- [WRITTEN EXERCISE] Reproduce the material below verbatim, omitting the pictures from your reply.

- [DATA LISTING]

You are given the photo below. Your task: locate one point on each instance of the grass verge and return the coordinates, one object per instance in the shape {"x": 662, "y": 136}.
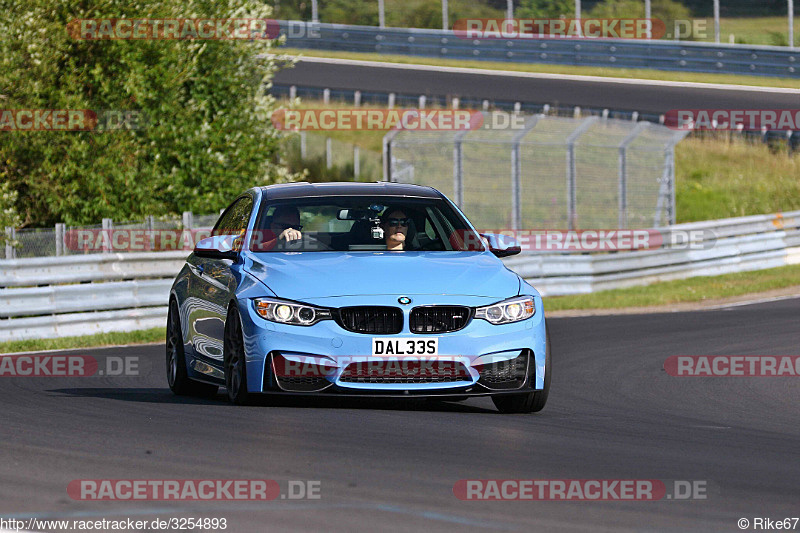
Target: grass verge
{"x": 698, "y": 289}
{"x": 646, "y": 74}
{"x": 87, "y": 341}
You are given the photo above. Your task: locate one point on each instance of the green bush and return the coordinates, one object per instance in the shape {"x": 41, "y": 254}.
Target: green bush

- [SOLUTION]
You are given the photo below. Your task: locate one point on each instance of the grass verge and return the coordinates, one object per instance in the shape {"x": 662, "y": 136}.
Target: grass verge
{"x": 698, "y": 289}
{"x": 646, "y": 74}
{"x": 87, "y": 341}
You are given the photo above. Your task: locate one point on each instance of the green bush and return the coordinates, one object per instance in the shape {"x": 41, "y": 254}.
Target: green bush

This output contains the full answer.